» To be done:
Put every line of the listing below into a JSON list of strings, one string per line, skipping blank lines and leaving out the picture lines.

Position annotation records

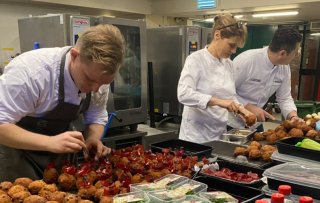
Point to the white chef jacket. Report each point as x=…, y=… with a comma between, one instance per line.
x=202, y=77
x=256, y=79
x=29, y=86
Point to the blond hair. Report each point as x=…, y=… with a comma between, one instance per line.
x=230, y=27
x=102, y=44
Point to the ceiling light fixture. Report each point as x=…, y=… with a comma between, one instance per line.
x=238, y=16
x=315, y=34
x=271, y=14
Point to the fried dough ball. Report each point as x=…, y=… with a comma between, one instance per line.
x=272, y=138
x=67, y=182
x=106, y=199
x=288, y=125
x=311, y=122
x=240, y=151
x=56, y=196
x=312, y=134
x=268, y=148
x=50, y=175
x=35, y=199
x=295, y=132
x=254, y=154
x=15, y=189
x=281, y=134
x=304, y=127
x=4, y=198
x=258, y=136
x=48, y=188
x=71, y=198
x=5, y=185
x=255, y=143
x=20, y=196
x=35, y=186
x=23, y=181
x=87, y=192
x=280, y=128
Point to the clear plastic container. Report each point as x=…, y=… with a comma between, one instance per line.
x=132, y=197
x=193, y=199
x=166, y=182
x=178, y=192
x=304, y=179
x=218, y=196
x=287, y=158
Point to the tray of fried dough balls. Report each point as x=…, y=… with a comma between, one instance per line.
x=253, y=154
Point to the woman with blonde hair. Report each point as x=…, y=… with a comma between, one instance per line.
x=206, y=86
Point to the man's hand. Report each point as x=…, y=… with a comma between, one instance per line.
x=96, y=147
x=259, y=112
x=67, y=142
x=230, y=105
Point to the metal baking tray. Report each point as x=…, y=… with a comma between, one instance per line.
x=243, y=193
x=224, y=150
x=189, y=148
x=239, y=136
x=287, y=146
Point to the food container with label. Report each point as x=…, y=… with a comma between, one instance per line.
x=239, y=136
x=193, y=199
x=166, y=182
x=303, y=179
x=218, y=196
x=178, y=192
x=132, y=197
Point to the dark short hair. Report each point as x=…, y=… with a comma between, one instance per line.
x=285, y=38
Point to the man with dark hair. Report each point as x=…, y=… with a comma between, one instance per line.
x=259, y=73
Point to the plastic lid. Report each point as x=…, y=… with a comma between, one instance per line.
x=261, y=201
x=277, y=198
x=284, y=189
x=293, y=173
x=305, y=199
x=287, y=158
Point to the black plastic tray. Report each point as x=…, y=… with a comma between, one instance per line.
x=237, y=168
x=224, y=150
x=296, y=189
x=243, y=193
x=190, y=148
x=287, y=146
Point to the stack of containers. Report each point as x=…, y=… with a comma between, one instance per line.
x=131, y=197
x=303, y=179
x=171, y=188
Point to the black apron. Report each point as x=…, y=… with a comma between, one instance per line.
x=15, y=163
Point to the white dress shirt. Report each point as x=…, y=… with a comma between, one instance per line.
x=256, y=79
x=30, y=83
x=203, y=77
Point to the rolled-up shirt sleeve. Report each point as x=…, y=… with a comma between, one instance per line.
x=283, y=95
x=97, y=111
x=18, y=93
x=187, y=87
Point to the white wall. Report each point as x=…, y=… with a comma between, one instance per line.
x=9, y=15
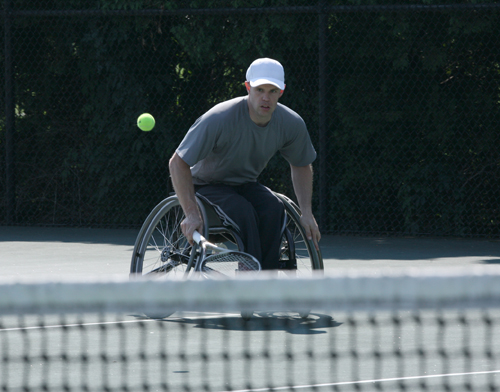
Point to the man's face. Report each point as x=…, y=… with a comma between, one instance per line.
x=262, y=101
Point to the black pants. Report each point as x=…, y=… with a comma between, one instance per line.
x=258, y=213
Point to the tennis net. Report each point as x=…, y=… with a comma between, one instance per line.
x=411, y=330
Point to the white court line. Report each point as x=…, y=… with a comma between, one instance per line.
x=364, y=381
x=98, y=323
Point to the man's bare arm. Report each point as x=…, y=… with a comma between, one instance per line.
x=302, y=178
x=182, y=180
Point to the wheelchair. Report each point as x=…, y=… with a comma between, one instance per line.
x=162, y=251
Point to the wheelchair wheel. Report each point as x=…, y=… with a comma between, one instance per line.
x=298, y=256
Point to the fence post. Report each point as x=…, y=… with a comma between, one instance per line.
x=323, y=208
x=10, y=193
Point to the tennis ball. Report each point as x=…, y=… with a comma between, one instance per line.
x=146, y=122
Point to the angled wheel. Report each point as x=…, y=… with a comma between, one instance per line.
x=298, y=255
x=161, y=251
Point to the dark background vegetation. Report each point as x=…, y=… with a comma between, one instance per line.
x=401, y=100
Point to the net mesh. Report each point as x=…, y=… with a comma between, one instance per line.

» Full solution:
[
  "Point to the white chef jacket. Report each point as x=…, y=… with a comma between, one instance per line.",
  "x=202, y=77",
  "x=256, y=79",
  "x=29, y=86",
  "Point to the blond hair. Report each point as x=…, y=… with a comma between, one instance per line.",
  "x=230, y=27",
  "x=102, y=44",
  "Point to the ceiling light fixture. Report each point as x=…, y=… with a comma between, one instance per line.",
  "x=238, y=16",
  "x=315, y=34",
  "x=271, y=14",
  "Point to the fried dough ball. Report each point as x=…, y=… with a comma between, one instance per line.",
  "x=272, y=138",
  "x=67, y=182",
  "x=106, y=199",
  "x=288, y=125",
  "x=311, y=122",
  "x=240, y=151",
  "x=56, y=196",
  "x=312, y=134",
  "x=268, y=148",
  "x=50, y=175",
  "x=35, y=199",
  "x=295, y=132",
  "x=254, y=154",
  "x=15, y=189",
  "x=281, y=134",
  "x=304, y=127",
  "x=4, y=198",
  "x=258, y=136",
  "x=48, y=188",
  "x=71, y=198",
  "x=5, y=185",
  "x=255, y=143",
  "x=20, y=196",
  "x=35, y=186",
  "x=23, y=181",
  "x=87, y=192",
  "x=280, y=128",
  "Point to the clear plastic container. Report each point as x=…, y=… with a comma between, one instance per line.",
  "x=132, y=197",
  "x=193, y=199",
  "x=166, y=182",
  "x=178, y=192",
  "x=304, y=179",
  "x=218, y=196",
  "x=287, y=158",
  "Point to the tray of fried dough balls. Report each point as x=…, y=… with a comma between, one instance per line.",
  "x=253, y=154",
  "Point to the woman with blonde hair. Report each point as x=…, y=… with a comma between, one instance per line.",
  "x=206, y=86",
  "Point to the man's hand. Report each point as x=…, y=… with a comma between, one instance per line.",
  "x=96, y=147",
  "x=259, y=112",
  "x=67, y=142",
  "x=230, y=105",
  "Point to the metal baking tray. Report each point as x=…, y=… with a comma between, one instance per line.",
  "x=243, y=193",
  "x=224, y=150",
  "x=189, y=148",
  "x=239, y=136",
  "x=287, y=146",
  "Point to the food container with label. Report each point as x=…, y=… with a comma between, one instance per line.",
  "x=239, y=136",
  "x=193, y=199",
  "x=166, y=182",
  "x=303, y=179",
  "x=218, y=196",
  "x=178, y=192",
  "x=132, y=197",
  "Point to the dark short hair. Report each point as x=…, y=… with a comma between, one instance per line.",
  "x=285, y=38",
  "Point to the man with dark hair. Report each point as x=…, y=… with a comma between, one instance per line.",
  "x=259, y=73",
  "Point to the plastic lid. Report each point as x=…, y=… with a comma between, one instance per line.",
  "x=261, y=201",
  "x=277, y=198",
  "x=284, y=189",
  "x=293, y=173",
  "x=305, y=199",
  "x=287, y=158",
  "Point to the black plastic tray. Report each point as x=…, y=… with a comma between, one instance per line.",
  "x=237, y=168",
  "x=224, y=150",
  "x=296, y=189",
  "x=243, y=193",
  "x=190, y=148",
  "x=287, y=146",
  "Point to the stack of containers. Report each point as x=…, y=… with a comma between, one instance per line.",
  "x=131, y=197",
  "x=303, y=179",
  "x=171, y=188",
  "Point to the black apron. Report each point as x=…, y=… with a comma between, one instance per line.",
  "x=15, y=163",
  "Point to the white dress shirt. Report each point as x=…, y=… with a comma between, one instance per line.",
  "x=256, y=79",
  "x=30, y=83",
  "x=203, y=77",
  "Point to the rolled-up shirt sleeve. Report each point as x=…, y=… with a comma between, one instance per line.",
  "x=283, y=95",
  "x=97, y=111",
  "x=18, y=93",
  "x=187, y=87",
  "Point to the white wall. Report each point as x=…, y=… with a comma between, one instance per line.",
  "x=9, y=15",
  "Point to the man's face. Report each point as x=…, y=… with a comma between, one instance per line.",
  "x=262, y=101",
  "Point to the black pants. Report each point as x=…, y=… with a comma between, one instance per line.",
  "x=258, y=213",
  "Point to the tennis net. Report each point as x=…, y=… with a comma between, one instance per line.",
  "x=411, y=330",
  "Point to the white court line. Report each point as x=…, y=… with a comma between, one instance per line.",
  "x=364, y=381",
  "x=98, y=323",
  "Point to the man's bare arm. Report each point as x=…, y=… with a comma between, one instance per line.",
  "x=302, y=178",
  "x=182, y=180",
  "Point to the wheelchair. Report each point as x=…, y=… with a comma between, one instance per line.",
  "x=162, y=251",
  "Point to the wheelchair wheel. Report each point as x=…, y=… with a comma between, one instance per line.",
  "x=298, y=256",
  "Point to the fence post. Report each point as x=…, y=… with a comma between, one instance per line.",
  "x=323, y=208",
  "x=10, y=193",
  "Point to the tennis ball. Report each point as x=…, y=… with a comma between, one instance per line.",
  "x=146, y=122",
  "Point to the angled wheel. Report each point as x=…, y=… with a comma between, one instance per line.",
  "x=298, y=255",
  "x=161, y=251",
  "Point to the dark background vegetation. Report each point as x=…, y=… with a comma between, one instance per line.",
  "x=401, y=100",
  "Point to the net mesh. Report each point as x=…, y=… with a comma between, one instance per line."
]